## EXTRAIT PROPOSÉ
--------------------------------

Et les régionales de fin 2015 ?

« Les enjeux sont davantage nationaux : les discussions ne sont pas à notre échelle, mais on donnera notre avis. »

Êtes-vous syndiqué ?

« Non, mais je me suis posé la question. Entre politique et syndicalisme, j'ai préféré la politique. Je préfère rester syndicalement neutre, je ne me suis jamais retrouvé dans un syndicat, mais plutôt dans les propositions de l'un ou de l'autre... Le dialogue social n'est pas développé en France car les organisations syndicales sont peu représentatives. Vous allez penser que c'est contradictoire, mais je serais pour l'adhésion obligatoire à un syndicat pour qu'ils aient du poids dans les discussions avec l'Etat ou les mouvements patronaux. »

Beaucoup de gens s'abstiennent de voter...

« Beaucoup ne mesurent pas le pouvoir de leur vote. Je suis horrifié qu'on vote en fonction de l'étiquette, quand les gens regardent le logo lorsqu'on distribue des tracts... »

Comment voyez-vous le FN ?

« Ils ont leur place, mais je suis totalement contre leurs idées... »

Vous vous allieriez avec eux ?

--------------------------------

## JEU DE DONNÉES

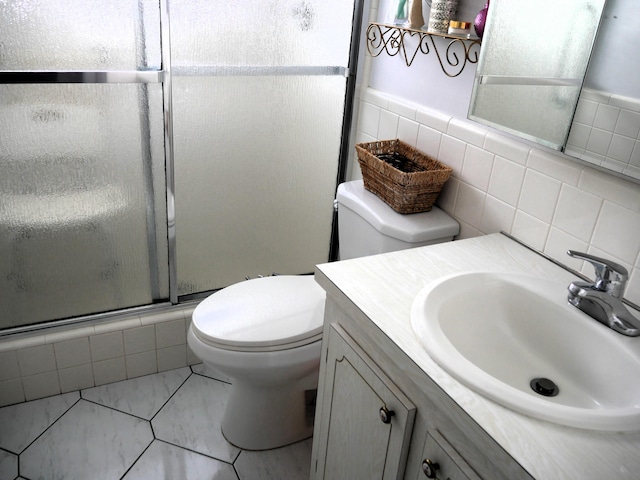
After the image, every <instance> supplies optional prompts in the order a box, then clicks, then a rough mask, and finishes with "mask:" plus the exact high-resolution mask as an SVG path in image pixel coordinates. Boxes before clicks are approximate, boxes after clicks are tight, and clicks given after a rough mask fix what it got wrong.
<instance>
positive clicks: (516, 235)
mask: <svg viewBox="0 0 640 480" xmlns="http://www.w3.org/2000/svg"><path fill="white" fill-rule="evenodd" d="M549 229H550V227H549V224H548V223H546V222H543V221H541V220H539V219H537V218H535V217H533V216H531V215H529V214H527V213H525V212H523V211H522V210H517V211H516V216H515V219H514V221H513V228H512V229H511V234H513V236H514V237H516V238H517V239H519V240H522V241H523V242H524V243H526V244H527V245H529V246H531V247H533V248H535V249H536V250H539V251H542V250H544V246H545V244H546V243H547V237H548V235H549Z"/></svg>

--------------------------------

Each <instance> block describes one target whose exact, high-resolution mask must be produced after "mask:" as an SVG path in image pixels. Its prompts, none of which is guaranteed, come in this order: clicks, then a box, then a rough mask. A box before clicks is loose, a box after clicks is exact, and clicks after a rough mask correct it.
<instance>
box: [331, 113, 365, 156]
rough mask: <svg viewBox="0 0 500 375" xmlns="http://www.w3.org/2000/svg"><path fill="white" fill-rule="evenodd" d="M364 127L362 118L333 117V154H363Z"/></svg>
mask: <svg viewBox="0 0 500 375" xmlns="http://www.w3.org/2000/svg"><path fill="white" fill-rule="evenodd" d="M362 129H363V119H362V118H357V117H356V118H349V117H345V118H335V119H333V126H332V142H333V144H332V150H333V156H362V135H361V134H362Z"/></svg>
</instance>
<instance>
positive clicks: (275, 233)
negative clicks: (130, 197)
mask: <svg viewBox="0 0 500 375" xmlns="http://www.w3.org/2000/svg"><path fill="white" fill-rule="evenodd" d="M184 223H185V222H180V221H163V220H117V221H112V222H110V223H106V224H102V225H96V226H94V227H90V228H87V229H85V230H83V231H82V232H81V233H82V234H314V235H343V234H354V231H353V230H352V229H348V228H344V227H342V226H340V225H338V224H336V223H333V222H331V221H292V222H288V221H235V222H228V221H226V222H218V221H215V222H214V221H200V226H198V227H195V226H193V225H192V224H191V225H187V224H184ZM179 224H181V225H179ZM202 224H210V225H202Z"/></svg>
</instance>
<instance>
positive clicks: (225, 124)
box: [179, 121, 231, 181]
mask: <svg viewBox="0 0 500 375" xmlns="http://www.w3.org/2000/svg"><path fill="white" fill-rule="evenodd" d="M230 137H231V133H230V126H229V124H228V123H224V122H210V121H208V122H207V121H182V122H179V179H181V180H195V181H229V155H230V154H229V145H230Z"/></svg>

--------------------------------

## LISTE DES CONSIGNES
**A)** Selon l'entretien, pourquoi la personne interrogée serait-elle favorable à l'adhésion obligatoire à un syndicat ?
**B)** Résumez l'entretien en deux phrases.
**C)** Donnez la suite de l'entretien, s'il vous plaît, à partir de sa dernière question.

## RÉSULTATS DE L'EXERCICE
**A)** Pour que les syndicats aient du poids dans les discussions avec l'État ou les mouvements patronaux.

**B)** La personne interrogée n'est pas syndiquée, a préféré la politique au syndicalisme et juge le dialogue social peu développé en France faute de syndicats représentatifs, d'où son soutien à l'adhésion obligatoire. Elle regrette que beaucoup ne mesurent pas le pouvoir de leur vote et se dit totalement contre les idées du FN, tout en reconnaissant qu'ils ont leur place.

**C)**
« Non, je les combats ! Ils existent, ça fait partie de la vie, se cacher les yeux ne résoud pas le problème. Ils brouillent souvent les discours des autres partis, font des constats que tout le monde peut faire... »

Ils ont pillé les discours de la gauche !

« Quelqu'un les traite de communistes de droite... »

Vous mettez le FN et le Front de gauche dans le même sac ?

« Ma grille de lecture est simple : ce sont des dogmatiques sectaires. Je reconnais les qualités intellectuelles de Jean-Lus Mélenchon, mais je suis aussi frappé de ses énormes maladresse verbales... » »

Que faites-vous en cas de second tour Le Pen - Mélenchon à la présidentielle ?

« Je vote pour le moins pire : Mélenchon ! »

Pensez-vous que François Hollande travaille à un renversement d'alliance ?

« Il ne l'a pas fait. Macron dit vouloir réfléchir aux 35 heures, le MoDem aussi. Mais François Hollande parle beaucoup et agit peu. Et puis, ses partenaires de gauche sont contre le centre. Valls regrette que la main n'ait pas été tendue à Bayrou, je dis banco ! »

Considérez-vous que les politiques ont abdiqué le pouvoir aux financiers ?

« Je ne suis pas d'accord. Le pouvoir politique a la partie qu'il veut bien se donner. C'est le pouvoir politique qui fixe les règles. Il n'y a pas assez de pouvoir politique en Europe, mais est-ce le MEDEF qui gère ? »

Plutôt le CAC 40 ?

« Ils ont un pouvoir politique trop important. Il faut davantage écouter la CGPME que les patrons du CAC 40 ! »

Que dîtes-vous du grand marché transatlantique (ou TAFTA) en négociation entre la Commission européenne et les USA ?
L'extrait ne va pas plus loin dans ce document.